◆ **DATA FOR THE TASK**
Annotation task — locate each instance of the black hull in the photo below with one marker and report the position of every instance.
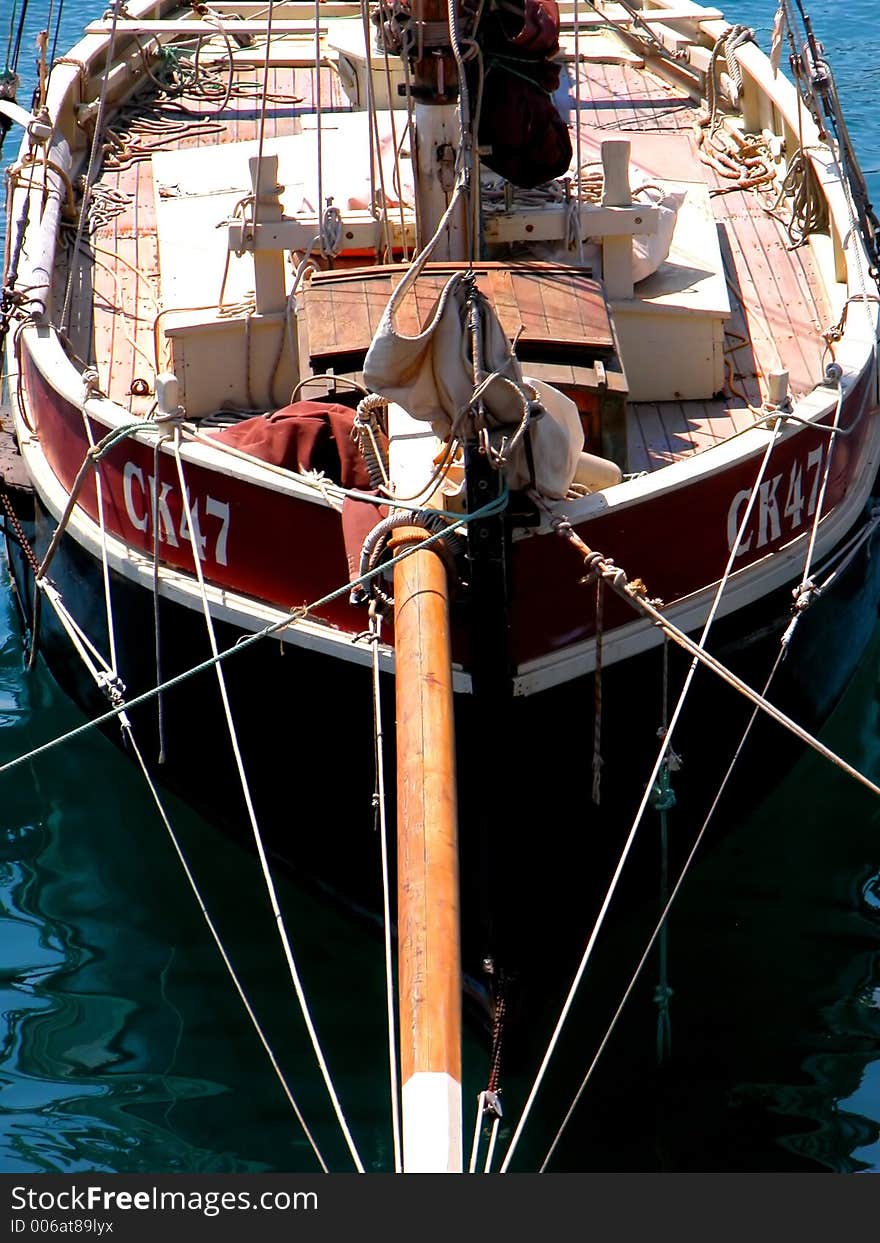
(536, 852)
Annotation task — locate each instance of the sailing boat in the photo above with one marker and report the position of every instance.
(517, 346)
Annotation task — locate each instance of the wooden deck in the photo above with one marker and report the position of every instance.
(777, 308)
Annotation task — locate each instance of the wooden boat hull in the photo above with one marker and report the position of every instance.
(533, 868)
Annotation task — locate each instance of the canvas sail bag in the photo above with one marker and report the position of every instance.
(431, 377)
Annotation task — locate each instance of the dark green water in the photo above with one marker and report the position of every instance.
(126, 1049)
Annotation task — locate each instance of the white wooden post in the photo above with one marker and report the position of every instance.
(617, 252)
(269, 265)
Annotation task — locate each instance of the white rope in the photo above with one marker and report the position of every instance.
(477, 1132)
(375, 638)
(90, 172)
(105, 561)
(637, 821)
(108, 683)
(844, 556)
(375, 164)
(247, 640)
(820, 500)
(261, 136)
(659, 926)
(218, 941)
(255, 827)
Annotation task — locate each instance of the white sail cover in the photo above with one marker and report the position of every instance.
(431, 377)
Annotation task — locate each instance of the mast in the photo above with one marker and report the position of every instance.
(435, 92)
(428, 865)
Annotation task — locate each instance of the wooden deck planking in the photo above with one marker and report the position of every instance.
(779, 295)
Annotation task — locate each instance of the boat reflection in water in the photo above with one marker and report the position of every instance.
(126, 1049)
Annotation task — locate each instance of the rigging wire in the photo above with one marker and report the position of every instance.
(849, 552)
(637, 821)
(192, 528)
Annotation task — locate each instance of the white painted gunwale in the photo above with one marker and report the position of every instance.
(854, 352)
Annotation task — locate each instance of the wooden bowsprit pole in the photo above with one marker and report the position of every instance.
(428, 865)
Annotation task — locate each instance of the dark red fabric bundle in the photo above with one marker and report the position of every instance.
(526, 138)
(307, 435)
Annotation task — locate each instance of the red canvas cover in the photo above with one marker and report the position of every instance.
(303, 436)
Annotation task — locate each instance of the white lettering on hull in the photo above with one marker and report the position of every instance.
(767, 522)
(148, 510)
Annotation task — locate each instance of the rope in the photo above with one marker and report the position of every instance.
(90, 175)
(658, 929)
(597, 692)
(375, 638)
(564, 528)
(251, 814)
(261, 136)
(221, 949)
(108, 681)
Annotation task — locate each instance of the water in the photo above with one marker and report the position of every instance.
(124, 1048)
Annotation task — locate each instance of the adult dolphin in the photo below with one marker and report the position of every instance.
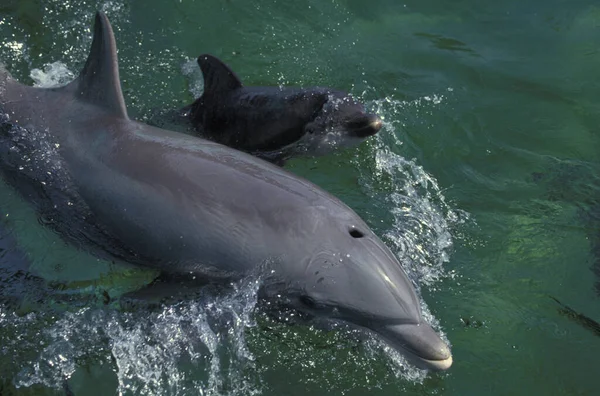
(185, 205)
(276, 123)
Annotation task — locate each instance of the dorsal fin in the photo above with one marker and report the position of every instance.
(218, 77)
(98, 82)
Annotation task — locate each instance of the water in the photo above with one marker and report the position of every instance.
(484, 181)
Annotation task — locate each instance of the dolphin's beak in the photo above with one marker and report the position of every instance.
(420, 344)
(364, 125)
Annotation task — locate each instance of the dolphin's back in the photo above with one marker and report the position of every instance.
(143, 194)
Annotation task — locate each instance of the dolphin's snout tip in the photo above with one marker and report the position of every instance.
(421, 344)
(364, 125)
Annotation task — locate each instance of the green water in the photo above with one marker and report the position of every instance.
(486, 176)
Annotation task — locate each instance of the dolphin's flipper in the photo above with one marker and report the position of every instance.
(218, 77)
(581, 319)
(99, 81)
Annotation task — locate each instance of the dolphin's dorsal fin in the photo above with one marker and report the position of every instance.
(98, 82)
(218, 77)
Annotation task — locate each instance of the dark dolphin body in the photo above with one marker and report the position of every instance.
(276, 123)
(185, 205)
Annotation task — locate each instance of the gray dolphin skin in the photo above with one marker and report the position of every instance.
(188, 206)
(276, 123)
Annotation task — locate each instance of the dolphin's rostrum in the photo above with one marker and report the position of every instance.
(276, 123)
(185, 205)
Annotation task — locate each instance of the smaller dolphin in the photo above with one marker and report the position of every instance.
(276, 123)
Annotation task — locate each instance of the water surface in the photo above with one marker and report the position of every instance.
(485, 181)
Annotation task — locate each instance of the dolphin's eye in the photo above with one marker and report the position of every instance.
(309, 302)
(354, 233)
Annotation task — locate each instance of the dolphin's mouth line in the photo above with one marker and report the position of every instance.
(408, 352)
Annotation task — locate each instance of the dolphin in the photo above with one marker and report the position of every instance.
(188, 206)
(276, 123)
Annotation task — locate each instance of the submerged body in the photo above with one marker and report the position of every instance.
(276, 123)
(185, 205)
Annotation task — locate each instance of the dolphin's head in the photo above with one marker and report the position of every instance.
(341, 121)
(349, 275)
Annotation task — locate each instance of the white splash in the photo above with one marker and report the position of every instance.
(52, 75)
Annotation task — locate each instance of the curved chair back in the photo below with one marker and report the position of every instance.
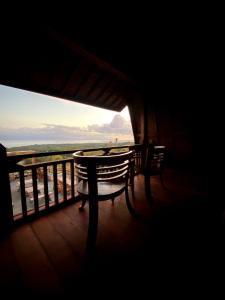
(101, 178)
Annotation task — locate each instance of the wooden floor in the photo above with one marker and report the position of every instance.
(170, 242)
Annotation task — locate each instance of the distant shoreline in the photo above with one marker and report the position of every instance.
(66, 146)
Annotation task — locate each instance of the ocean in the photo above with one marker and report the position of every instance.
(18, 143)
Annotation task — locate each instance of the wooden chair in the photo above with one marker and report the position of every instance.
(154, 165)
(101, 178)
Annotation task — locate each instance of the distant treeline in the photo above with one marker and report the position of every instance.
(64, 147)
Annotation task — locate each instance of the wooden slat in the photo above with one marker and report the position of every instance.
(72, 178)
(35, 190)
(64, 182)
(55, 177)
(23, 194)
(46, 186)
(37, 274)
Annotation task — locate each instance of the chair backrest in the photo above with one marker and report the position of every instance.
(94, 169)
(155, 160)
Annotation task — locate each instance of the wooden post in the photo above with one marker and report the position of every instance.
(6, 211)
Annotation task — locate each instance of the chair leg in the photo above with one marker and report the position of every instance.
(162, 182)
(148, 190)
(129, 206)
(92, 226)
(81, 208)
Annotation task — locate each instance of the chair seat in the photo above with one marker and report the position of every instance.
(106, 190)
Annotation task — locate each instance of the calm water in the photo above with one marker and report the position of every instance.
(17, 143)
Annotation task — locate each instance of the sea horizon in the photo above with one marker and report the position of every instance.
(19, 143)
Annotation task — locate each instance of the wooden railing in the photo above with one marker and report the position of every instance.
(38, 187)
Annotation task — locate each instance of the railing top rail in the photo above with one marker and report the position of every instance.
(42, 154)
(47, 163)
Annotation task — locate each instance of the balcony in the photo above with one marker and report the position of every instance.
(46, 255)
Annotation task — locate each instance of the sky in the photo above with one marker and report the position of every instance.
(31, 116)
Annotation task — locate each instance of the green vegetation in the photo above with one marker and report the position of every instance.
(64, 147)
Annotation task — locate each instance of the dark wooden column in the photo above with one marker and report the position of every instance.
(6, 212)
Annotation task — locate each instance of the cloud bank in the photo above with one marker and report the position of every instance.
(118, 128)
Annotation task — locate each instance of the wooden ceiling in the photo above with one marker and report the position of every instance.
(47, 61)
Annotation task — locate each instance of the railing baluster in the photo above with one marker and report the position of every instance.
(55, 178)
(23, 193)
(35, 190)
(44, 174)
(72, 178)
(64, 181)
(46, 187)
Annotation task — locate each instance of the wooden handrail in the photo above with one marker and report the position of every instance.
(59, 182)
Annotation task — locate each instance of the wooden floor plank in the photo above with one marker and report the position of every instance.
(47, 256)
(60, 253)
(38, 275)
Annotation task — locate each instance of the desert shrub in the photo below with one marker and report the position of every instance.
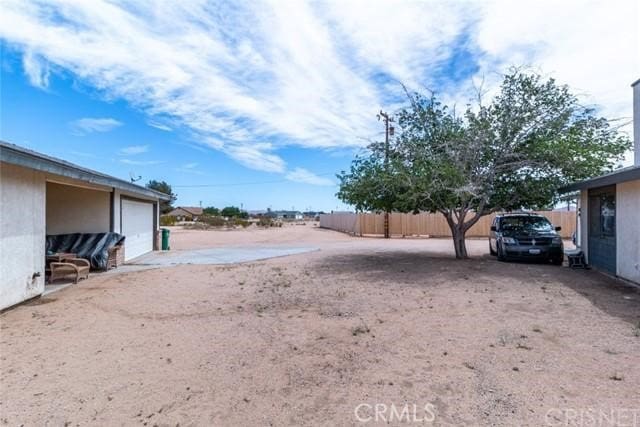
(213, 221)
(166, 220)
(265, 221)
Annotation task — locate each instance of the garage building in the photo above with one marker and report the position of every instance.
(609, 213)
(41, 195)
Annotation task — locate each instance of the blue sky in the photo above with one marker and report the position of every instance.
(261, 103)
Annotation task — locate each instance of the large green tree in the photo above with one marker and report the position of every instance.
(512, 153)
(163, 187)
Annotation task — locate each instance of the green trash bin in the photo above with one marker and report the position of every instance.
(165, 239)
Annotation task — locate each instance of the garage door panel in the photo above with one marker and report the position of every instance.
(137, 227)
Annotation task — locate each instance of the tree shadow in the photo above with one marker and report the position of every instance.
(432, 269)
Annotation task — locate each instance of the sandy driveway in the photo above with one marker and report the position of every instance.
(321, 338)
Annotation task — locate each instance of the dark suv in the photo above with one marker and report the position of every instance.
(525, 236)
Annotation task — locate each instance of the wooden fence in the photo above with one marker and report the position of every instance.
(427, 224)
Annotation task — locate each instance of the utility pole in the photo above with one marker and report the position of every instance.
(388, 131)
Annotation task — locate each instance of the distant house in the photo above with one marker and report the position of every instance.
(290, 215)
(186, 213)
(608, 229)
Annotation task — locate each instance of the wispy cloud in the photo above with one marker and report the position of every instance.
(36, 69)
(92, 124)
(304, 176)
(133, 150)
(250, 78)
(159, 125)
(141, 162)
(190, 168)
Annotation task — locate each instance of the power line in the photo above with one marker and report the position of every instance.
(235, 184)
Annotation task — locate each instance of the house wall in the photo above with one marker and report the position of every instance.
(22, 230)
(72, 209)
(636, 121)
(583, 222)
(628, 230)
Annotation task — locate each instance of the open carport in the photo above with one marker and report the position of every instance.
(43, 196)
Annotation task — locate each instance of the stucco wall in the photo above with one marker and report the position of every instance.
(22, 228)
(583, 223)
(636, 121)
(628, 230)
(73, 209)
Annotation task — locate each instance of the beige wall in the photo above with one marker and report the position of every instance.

◆ **THE PROBLEM**
Take the lines from the one containing "Annotation task — locate each instance of the utility" to the last line of the material above and write them out exactly.

◆ **COMPLETED EXERCISE**
Annotation task — locate each instance of the utility pole in the photo above with one marker and report the position of every instance.
(388, 131)
Annotation task — locate each instance of the distant house in the photo above with one marker and report the position of every instance.
(290, 215)
(186, 213)
(608, 229)
Annotation task — locate each instance of the wispy cloud in the photo above with one marker and report the position of every instance.
(36, 69)
(92, 124)
(304, 176)
(133, 150)
(250, 78)
(159, 125)
(141, 162)
(190, 168)
Annotation task — locate each instance of the power line in the photo above with one marker and report the position of every instance.
(235, 184)
Annotation task — locate each instance of the house wall in the photo above with one marker and report the position of every instance.
(22, 230)
(72, 209)
(636, 121)
(583, 222)
(628, 230)
Annotation task — locate each instance of the open carport in the photo above with one marker and report the position of every instance.
(43, 196)
Annotation task — locate each instance of the stucco wall in the photo above with one marker and report the position of every instance.
(22, 228)
(583, 223)
(636, 121)
(628, 230)
(73, 209)
Annotation task — locate each instance of the beige wall in the photo above with one marker and report the position of every instance.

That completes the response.